### TASK DETAILS
Every entry must be transcribed without alteration.

(Collected data)
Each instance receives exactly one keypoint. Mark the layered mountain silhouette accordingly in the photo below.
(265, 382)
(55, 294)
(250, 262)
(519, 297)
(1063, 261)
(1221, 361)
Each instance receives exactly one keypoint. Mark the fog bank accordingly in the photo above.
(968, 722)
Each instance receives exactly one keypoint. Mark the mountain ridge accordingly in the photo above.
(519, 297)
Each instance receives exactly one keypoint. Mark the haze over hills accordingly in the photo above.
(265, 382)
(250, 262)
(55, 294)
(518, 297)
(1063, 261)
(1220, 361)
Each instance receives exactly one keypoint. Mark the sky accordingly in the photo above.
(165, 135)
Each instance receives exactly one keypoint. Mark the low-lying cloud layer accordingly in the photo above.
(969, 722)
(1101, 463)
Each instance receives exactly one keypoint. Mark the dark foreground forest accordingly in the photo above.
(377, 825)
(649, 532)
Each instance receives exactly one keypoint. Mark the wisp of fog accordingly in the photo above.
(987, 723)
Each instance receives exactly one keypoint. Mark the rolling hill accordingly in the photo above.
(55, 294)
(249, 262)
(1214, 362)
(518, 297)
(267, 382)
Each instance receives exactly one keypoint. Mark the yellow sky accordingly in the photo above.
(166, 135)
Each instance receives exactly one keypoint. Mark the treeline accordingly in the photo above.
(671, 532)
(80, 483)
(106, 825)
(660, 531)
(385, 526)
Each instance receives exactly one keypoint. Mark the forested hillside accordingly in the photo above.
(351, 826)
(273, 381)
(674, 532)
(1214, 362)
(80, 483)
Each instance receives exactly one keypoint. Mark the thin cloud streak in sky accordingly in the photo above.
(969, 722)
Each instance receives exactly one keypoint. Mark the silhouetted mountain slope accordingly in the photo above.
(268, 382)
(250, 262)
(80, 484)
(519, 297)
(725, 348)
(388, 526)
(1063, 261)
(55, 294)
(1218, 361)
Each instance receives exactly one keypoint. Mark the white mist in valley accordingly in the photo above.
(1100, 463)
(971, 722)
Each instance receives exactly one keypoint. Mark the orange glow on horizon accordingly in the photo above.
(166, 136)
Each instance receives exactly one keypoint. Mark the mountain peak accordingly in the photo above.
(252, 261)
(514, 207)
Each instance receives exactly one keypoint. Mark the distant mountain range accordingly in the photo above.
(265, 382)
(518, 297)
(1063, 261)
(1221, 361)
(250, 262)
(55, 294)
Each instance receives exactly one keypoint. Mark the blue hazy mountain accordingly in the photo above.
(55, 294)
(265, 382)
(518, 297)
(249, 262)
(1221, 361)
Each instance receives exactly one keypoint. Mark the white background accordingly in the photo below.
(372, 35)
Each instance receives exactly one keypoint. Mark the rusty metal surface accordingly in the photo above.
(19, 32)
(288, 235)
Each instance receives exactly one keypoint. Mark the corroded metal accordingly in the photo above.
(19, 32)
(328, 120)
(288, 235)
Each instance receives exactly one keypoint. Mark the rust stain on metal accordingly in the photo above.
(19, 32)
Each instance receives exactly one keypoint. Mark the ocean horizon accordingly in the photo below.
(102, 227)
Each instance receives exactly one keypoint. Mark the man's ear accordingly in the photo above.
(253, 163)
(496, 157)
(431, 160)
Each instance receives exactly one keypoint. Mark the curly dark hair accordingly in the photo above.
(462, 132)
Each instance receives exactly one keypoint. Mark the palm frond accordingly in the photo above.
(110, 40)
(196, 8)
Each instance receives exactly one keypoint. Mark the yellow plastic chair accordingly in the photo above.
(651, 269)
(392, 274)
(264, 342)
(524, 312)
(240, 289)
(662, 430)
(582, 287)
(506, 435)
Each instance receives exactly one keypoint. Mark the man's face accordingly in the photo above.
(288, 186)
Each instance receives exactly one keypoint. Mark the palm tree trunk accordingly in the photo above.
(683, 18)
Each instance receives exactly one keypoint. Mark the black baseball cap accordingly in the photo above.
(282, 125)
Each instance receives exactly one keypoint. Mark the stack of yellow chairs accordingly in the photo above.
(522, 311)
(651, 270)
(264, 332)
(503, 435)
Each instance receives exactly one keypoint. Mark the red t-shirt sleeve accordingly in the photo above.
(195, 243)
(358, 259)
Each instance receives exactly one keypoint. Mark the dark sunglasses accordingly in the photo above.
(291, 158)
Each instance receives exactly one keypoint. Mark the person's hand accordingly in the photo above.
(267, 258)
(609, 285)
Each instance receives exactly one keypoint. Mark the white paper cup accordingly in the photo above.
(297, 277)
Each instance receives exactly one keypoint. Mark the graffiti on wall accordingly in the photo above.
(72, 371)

### YOUR SOLUTION
Each instance receives exactly one keypoint. Mark the layered mountain silhouette accordingly in the photo below.
(265, 382)
(55, 294)
(250, 262)
(519, 297)
(1063, 261)
(1221, 361)
Each instance receives exactly one keypoint. Mark the fog bank accordingly in the photo above.
(968, 722)
Each instance receives exactly one keypoint. Mark the mountain ridge accordingly in the photo above.
(519, 297)
Each instance receives exactly one keypoint. Mark the haze over hills accordingly in the photo above.
(265, 382)
(250, 262)
(55, 294)
(518, 297)
(1063, 261)
(1220, 361)
Each instance receives exactly one keypoint. Mark the sky accordingly in the photo above.
(165, 135)
Each instance receives exactly one keypoint. Mark the low-lying cloud layer accordingly in the photo above.
(969, 722)
(1101, 463)
Each instance receives exactly one keypoint. Mark the dark foreground forest accordingly in the photo above.
(377, 825)
(649, 532)
Each instance receives exactly one keypoint. Mark the wisp of fog accordingly in the photo above.
(987, 723)
Each instance receives exactly one keypoint. Mark the rolling hill accordingly in the photo above.
(55, 294)
(249, 262)
(1214, 362)
(518, 297)
(267, 382)
Each instance receives exactly one keypoint. Mark the yellow sky accordingly in the photo above.
(166, 135)
Each instance receives exactly one keypoint. Mark the treeline accordingly in the photo above.
(671, 532)
(80, 483)
(106, 825)
(660, 531)
(385, 526)
Each instance receives exactly one keypoint. Mark the forested hillside accordingly in the photo above.
(351, 826)
(273, 381)
(674, 532)
(1214, 362)
(80, 483)
Each instance receives exactly one keypoint. Mark the thin cloud streak in sky accordingly in the photo above.
(969, 722)
Each instance receives exactly one keypoint. Mark the silhouetted mountain slope accordingly in the photo above.
(268, 382)
(250, 262)
(80, 484)
(519, 297)
(725, 348)
(388, 526)
(1063, 261)
(55, 294)
(1218, 361)
Each instance receives exactly one keypoint. Mark the white mist in valley accordingly in the photo above.
(1100, 463)
(971, 722)
Each instance receives exactly one keypoint. Mark the orange glow on horizon accordingly in the photo above.
(166, 136)
Each instance receives exactly one keypoint. Mark the mountain peak accordingly in the photo above.
(252, 261)
(514, 207)
Each instance receives exactly one keypoint. Mark the distant mountain range accordingly in the photo above.
(265, 382)
(518, 297)
(1063, 261)
(1221, 361)
(250, 262)
(55, 294)
Each instance receives exactly one keypoint. Mark the blue hazy mountain accordingly in the photo above.
(55, 294)
(265, 382)
(518, 297)
(249, 262)
(1221, 361)
Each instance receives exactly one keypoint. Mark the white background accordingly in the photo below.
(372, 35)
Each instance receives exactly one keypoint. Mark the rusty metal surface accordingly in the photo above.
(19, 32)
(288, 235)
Each instance receives exactly one keypoint. Mark the corroded metal accordingly in the photo above.
(19, 32)
(328, 120)
(288, 235)
Each instance receives exactly one keypoint. Mark the rust stain on metal accordingly in the photo above.
(19, 32)
Each instance receives exactly one keypoint. Mark the ocean horizon accordingly in the photo below.
(102, 227)
Each instance receives exactly one keypoint. Mark the man's ear accordingly in the photo above.
(253, 163)
(496, 157)
(431, 160)
Each instance receives exactly one keypoint. Mark the curly dark hair accordingly in the photo above.
(462, 132)
Each instance receives exactly one keypoint. Mark the palm frond accordingly in the photo above.
(110, 40)
(196, 8)
Each instance receives exactly one keypoint. Mark the yellow plastic chair accordingly in the photo above.
(651, 269)
(392, 274)
(264, 342)
(524, 312)
(240, 289)
(662, 430)
(582, 287)
(506, 435)
Each instance receives exactly one keypoint. Mark the man's face accordingly in the photo above.
(288, 186)
Each instance receives exactly one keypoint. Mark the palm tree trunk accordingly in the photo above.
(683, 18)
Each instance receives exactly one keypoint. Mark the black baseball cap accordingly in the photo above.
(282, 125)
Each instance receives exactly one keypoint. Mark the stack of yellow chairs accordingly in the photo above.
(522, 311)
(651, 270)
(264, 332)
(503, 435)
Each instance receives exactly one keypoint. Mark the red t-shirt sleeve accordingly in the photo above.
(195, 243)
(358, 259)
Each instance receives exactly one keypoint. Mark the dark sunglasses accordingly in the photo above.
(291, 158)
Each instance receives exactly one keypoint. Mark the person's hand accordingly in the photo above.
(267, 258)
(609, 285)
Each instance receives exactly one keypoint. Mark the white paper cup accordingly in the photo above.
(297, 277)
Each instance receives exactly one keypoint. Mark the graffiti on wall accordingly in the photo above.
(72, 371)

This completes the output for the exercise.